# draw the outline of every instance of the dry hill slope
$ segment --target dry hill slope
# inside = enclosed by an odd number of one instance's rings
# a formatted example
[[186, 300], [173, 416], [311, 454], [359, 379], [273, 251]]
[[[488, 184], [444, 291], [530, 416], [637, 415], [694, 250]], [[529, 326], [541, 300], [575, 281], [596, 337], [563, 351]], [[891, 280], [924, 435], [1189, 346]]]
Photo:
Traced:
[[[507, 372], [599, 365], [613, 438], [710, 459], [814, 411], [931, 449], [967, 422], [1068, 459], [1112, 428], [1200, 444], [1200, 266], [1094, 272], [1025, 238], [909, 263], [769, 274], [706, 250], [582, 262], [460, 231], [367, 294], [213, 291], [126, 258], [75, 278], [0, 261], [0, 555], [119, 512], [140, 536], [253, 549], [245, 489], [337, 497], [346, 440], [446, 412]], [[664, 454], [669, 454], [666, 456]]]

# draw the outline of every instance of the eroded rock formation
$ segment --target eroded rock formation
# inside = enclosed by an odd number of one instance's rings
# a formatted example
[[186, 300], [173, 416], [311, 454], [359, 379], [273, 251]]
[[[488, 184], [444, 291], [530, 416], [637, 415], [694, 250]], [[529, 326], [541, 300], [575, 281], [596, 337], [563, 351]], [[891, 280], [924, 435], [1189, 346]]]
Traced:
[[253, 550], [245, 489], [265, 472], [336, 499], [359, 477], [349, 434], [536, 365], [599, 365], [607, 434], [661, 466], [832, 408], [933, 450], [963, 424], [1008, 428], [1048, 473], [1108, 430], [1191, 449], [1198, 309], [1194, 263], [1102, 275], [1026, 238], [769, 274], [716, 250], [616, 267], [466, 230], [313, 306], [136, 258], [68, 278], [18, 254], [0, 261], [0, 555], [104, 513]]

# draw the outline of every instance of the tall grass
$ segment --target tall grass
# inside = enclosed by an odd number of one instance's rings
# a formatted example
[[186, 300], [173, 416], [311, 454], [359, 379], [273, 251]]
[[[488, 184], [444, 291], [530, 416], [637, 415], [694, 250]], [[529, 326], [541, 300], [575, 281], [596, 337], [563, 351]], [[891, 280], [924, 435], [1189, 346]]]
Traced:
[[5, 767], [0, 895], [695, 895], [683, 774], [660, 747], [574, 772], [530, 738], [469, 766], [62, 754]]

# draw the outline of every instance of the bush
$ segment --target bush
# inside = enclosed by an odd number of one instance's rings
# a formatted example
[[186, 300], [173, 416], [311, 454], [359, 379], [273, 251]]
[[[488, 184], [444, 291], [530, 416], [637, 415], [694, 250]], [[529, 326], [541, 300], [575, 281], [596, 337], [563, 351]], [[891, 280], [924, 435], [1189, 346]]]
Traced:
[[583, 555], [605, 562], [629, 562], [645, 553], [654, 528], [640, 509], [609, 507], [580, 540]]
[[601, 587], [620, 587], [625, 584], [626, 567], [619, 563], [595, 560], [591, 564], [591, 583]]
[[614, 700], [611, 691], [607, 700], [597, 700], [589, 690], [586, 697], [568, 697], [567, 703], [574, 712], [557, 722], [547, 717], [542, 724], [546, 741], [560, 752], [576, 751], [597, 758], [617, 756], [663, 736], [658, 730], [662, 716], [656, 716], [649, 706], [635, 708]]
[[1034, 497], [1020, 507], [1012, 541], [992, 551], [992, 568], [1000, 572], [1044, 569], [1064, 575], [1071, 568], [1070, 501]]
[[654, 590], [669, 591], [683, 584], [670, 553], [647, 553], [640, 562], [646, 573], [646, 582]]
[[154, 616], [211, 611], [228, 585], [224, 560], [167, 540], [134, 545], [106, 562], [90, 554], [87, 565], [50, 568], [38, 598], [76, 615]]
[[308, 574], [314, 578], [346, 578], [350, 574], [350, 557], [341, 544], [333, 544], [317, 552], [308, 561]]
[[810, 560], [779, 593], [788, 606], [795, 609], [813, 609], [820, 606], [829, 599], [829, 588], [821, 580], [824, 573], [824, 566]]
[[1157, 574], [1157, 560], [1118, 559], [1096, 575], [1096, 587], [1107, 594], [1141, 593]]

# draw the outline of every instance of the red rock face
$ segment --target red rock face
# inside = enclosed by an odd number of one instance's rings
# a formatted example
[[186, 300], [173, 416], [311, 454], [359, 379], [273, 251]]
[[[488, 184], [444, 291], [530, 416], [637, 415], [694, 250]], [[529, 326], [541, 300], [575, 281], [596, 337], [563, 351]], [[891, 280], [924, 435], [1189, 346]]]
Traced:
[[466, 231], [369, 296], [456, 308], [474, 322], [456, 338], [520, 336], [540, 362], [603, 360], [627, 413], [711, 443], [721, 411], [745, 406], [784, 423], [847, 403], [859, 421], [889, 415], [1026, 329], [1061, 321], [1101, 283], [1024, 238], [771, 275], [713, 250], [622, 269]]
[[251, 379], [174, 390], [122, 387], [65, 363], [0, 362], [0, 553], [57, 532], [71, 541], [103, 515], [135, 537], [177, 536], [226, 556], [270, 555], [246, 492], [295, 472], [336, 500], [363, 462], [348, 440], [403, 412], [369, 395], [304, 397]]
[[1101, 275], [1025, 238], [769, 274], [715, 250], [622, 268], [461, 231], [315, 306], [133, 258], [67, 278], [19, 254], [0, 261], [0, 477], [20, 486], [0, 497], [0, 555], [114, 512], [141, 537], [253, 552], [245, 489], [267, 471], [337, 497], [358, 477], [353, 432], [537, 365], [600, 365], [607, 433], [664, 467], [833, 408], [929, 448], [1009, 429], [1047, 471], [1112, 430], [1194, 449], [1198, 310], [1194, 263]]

What you will do =
Please go through the data above and copy each line containing the word "hill".

Problem solution =
# draw the outline of every instance of the dry hill slope
$ segment --target dry hill slope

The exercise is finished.